_TASK STATEMENT_
Extract exactly and only the lines of the data below, starting at the line with "Locate the girl" and stopping after the final line.
##########
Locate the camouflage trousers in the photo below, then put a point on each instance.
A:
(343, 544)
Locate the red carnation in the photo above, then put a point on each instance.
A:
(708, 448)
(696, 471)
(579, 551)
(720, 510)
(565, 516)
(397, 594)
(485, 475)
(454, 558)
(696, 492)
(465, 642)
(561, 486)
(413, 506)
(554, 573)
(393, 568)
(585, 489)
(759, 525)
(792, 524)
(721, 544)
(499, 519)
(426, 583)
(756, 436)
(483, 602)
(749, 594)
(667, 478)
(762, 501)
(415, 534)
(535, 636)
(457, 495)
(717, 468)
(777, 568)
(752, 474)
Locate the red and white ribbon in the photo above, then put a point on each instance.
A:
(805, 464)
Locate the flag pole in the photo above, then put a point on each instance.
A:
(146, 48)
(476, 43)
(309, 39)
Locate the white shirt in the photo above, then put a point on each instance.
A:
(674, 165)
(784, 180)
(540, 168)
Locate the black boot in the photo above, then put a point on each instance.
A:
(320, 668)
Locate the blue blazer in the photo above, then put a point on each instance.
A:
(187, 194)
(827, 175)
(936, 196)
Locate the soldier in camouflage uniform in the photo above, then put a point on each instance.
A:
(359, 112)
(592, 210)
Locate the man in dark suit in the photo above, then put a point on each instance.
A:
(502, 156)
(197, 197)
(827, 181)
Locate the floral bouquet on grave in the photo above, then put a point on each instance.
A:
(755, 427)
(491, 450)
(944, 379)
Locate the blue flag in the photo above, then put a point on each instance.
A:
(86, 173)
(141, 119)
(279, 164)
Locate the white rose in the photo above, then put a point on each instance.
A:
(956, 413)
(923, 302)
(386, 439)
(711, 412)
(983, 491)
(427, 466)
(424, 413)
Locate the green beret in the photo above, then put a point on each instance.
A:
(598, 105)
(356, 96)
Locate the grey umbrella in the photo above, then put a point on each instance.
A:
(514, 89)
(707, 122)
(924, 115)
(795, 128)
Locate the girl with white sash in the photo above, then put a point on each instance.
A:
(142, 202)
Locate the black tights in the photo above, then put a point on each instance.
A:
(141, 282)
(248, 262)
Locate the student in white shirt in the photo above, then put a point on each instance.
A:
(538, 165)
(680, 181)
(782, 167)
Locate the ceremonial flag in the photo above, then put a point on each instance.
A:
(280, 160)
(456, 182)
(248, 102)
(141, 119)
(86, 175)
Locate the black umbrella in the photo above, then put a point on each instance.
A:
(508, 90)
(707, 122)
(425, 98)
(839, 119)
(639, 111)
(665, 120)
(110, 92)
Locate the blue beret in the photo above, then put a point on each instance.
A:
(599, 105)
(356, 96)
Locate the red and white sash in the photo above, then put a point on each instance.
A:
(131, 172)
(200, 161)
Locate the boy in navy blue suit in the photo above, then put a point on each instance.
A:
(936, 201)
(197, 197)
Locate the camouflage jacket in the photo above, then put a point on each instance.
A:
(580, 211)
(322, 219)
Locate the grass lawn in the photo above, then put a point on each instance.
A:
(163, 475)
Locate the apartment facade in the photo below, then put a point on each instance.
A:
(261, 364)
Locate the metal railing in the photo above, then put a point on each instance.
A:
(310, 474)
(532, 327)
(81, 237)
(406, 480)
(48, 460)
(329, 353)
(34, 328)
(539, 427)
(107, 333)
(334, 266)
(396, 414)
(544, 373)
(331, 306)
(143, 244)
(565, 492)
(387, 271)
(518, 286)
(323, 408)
##########
_SOLUTION_
Locate the girl with white sash in the photo above, then put a point on each instance.
A:
(142, 202)
Locate the black tights in the photo above, then put a point on each instance.
A:
(141, 282)
(248, 262)
Locate the student in white shirt in the photo above, then put a point on each instance.
A:
(538, 165)
(680, 181)
(782, 167)
Locate the ceremonial flag in the photo above, then put a point on each instance.
A:
(280, 160)
(456, 182)
(248, 102)
(141, 119)
(86, 175)
Locate the black umbrella in the photo above, then put a point on each instance.
A:
(508, 90)
(707, 122)
(425, 98)
(839, 119)
(639, 111)
(665, 120)
(110, 92)
Locate the blue beret in the photo above, then put a point on each instance.
A:
(599, 105)
(356, 96)
Locate the red and white sash in the photo above, then put a point on each instance.
A:
(131, 172)
(200, 161)
Locate the boy in navy blue suit in the photo above, then put a point on each instance.
A:
(936, 201)
(197, 197)
Locate the camouflage jacket in the photo above, then put a point on each instance.
A:
(580, 211)
(322, 219)
Locate the grass lawn in the photo above, then put a point on each instance.
A:
(163, 475)
Locate the apartment facade in the photo below, then put a point on each instance.
A:
(261, 364)
Locate the metal railing in the photo above, then put a point on each instance.
A:
(310, 474)
(532, 327)
(81, 237)
(406, 480)
(48, 460)
(329, 353)
(34, 328)
(539, 427)
(107, 333)
(334, 266)
(396, 414)
(544, 373)
(331, 306)
(143, 244)
(565, 492)
(387, 271)
(518, 286)
(323, 408)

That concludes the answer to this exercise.